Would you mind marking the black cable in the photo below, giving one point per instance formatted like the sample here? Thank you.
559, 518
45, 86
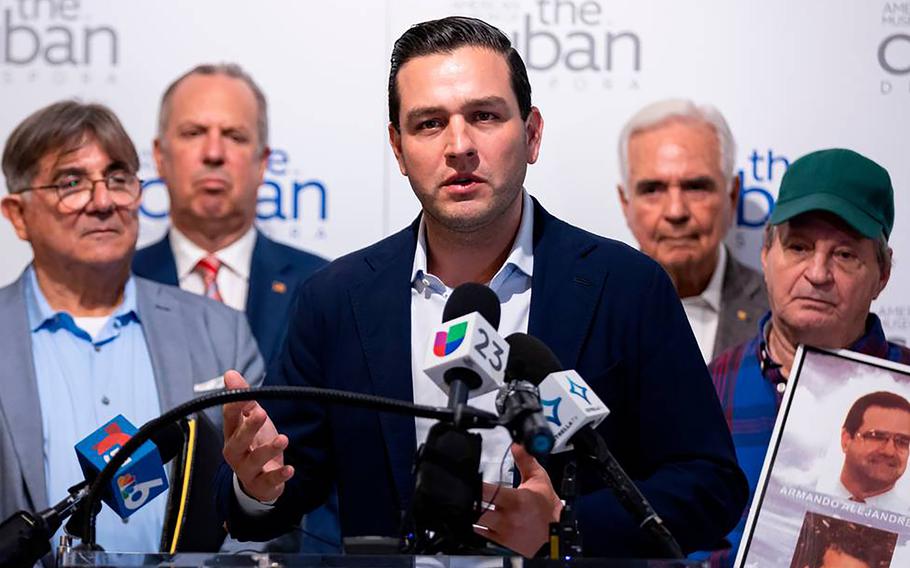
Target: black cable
475, 418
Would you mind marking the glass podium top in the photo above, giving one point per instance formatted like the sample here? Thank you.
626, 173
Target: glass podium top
74, 558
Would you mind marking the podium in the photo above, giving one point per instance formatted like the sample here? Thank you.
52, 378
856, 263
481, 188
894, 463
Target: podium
80, 559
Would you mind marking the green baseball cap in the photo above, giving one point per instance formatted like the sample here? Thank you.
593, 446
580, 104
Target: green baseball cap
842, 182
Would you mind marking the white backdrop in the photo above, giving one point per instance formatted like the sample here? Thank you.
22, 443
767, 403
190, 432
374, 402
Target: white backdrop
791, 77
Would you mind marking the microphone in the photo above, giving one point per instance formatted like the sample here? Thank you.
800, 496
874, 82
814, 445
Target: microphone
140, 479
25, 537
467, 354
518, 402
573, 410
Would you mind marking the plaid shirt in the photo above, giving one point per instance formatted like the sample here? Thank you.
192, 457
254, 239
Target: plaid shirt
750, 386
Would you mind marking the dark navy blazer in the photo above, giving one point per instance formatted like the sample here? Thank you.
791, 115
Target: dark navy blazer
275, 273
605, 309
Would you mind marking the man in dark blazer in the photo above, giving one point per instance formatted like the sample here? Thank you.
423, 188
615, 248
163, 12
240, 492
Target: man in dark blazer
679, 195
463, 131
211, 152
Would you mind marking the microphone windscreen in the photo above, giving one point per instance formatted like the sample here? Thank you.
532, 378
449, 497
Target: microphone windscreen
469, 298
529, 359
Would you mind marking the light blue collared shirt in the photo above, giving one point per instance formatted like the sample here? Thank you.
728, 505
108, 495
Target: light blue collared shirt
512, 284
82, 383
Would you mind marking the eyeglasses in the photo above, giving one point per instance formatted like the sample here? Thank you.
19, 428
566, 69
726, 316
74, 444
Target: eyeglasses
75, 191
880, 437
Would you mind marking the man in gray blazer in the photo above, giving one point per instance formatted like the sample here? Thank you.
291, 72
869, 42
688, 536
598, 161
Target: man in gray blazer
679, 195
82, 339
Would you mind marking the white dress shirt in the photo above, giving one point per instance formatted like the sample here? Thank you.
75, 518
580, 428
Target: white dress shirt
703, 311
512, 284
234, 275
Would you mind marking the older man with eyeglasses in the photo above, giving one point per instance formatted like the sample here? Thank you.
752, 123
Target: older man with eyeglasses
825, 257
875, 440
82, 339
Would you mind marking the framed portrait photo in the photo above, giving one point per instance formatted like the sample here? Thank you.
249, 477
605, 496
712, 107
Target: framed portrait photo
834, 489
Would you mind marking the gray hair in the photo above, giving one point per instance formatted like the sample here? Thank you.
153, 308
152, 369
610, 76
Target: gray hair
882, 251
231, 70
64, 127
662, 112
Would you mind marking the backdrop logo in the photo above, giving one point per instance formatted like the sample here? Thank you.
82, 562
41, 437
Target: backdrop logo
447, 343
570, 41
756, 201
893, 52
54, 36
297, 204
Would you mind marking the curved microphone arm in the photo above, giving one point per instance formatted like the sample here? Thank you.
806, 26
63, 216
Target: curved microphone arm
475, 418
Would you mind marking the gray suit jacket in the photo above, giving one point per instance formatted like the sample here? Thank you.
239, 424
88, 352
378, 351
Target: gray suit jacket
191, 340
743, 302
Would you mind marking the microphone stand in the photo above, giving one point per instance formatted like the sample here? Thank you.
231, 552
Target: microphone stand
25, 537
468, 416
565, 540
591, 448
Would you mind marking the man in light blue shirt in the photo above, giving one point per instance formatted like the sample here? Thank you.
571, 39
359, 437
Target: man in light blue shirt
84, 340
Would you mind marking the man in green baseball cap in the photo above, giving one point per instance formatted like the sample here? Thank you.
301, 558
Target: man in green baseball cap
825, 257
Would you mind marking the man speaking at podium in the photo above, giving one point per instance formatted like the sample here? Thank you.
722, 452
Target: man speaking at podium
463, 131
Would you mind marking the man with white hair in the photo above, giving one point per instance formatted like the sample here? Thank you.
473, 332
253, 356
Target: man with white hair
679, 195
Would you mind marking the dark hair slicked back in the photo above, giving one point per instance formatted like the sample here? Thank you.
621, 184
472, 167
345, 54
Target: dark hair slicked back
447, 35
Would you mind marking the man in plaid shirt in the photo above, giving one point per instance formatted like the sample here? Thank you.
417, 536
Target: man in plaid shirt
825, 257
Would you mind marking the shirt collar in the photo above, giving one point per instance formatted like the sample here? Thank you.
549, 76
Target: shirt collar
237, 256
712, 292
873, 342
521, 257
41, 315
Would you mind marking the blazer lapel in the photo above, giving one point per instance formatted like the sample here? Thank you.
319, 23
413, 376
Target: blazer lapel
19, 403
168, 344
268, 292
156, 262
382, 313
565, 288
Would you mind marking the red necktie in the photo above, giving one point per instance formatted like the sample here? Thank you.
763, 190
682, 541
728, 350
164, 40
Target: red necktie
208, 267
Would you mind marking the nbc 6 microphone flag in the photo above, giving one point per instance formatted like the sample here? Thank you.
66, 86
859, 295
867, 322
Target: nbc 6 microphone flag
139, 480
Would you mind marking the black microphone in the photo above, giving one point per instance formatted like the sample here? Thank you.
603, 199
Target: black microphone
543, 368
25, 536
518, 402
466, 299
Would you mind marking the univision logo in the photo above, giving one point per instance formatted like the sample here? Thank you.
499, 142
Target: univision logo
447, 342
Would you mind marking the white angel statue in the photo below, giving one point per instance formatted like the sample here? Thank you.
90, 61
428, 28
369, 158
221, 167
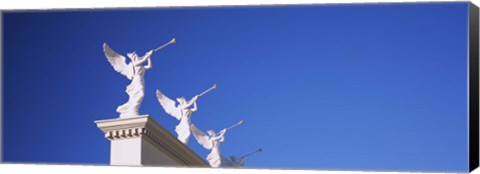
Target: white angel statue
182, 112
134, 71
212, 142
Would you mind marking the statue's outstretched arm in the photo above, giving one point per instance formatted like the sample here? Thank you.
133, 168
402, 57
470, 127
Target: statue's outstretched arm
191, 102
149, 64
144, 58
195, 108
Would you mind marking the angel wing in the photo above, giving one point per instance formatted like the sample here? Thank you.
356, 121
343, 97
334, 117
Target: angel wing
169, 105
118, 62
202, 139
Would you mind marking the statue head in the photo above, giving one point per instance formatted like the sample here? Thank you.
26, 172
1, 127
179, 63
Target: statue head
133, 56
182, 100
211, 133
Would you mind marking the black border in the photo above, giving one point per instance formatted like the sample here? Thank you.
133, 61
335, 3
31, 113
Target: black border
473, 88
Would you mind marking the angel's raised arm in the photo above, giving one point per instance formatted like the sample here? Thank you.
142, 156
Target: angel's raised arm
149, 64
144, 58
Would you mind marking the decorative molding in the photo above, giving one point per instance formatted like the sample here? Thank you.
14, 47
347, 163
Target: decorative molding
146, 128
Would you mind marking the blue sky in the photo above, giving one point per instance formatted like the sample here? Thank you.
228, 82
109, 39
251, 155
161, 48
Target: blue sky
346, 87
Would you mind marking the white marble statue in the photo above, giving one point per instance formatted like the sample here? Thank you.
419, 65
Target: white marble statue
235, 162
212, 142
134, 71
182, 112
-=-=-=-=-
TASK BRIEF
Give the stretch from the line containing "Would you mind marking the decorative" through the end of the records again, changing "blue sky" to "clear sky" and leaving everything else as it is.

TASK OUTPUT
Would you mind marking the decorative molding in the photo above, giving one point per instance formatted like the sample here? Thank you.
14, 47
347, 163
Target: decorative molding
146, 128
Would you mind marking the clear sky in the photo above, giving one point per instance formatted like the sample here? Thank you.
228, 82
109, 39
251, 155
161, 48
Target: clear sky
346, 87
Would you mind marking the white marble statue in the photo above, giving one point per instance formatted like the sample here? Thank you.
419, 65
Target: white marble statue
235, 162
212, 142
134, 71
182, 112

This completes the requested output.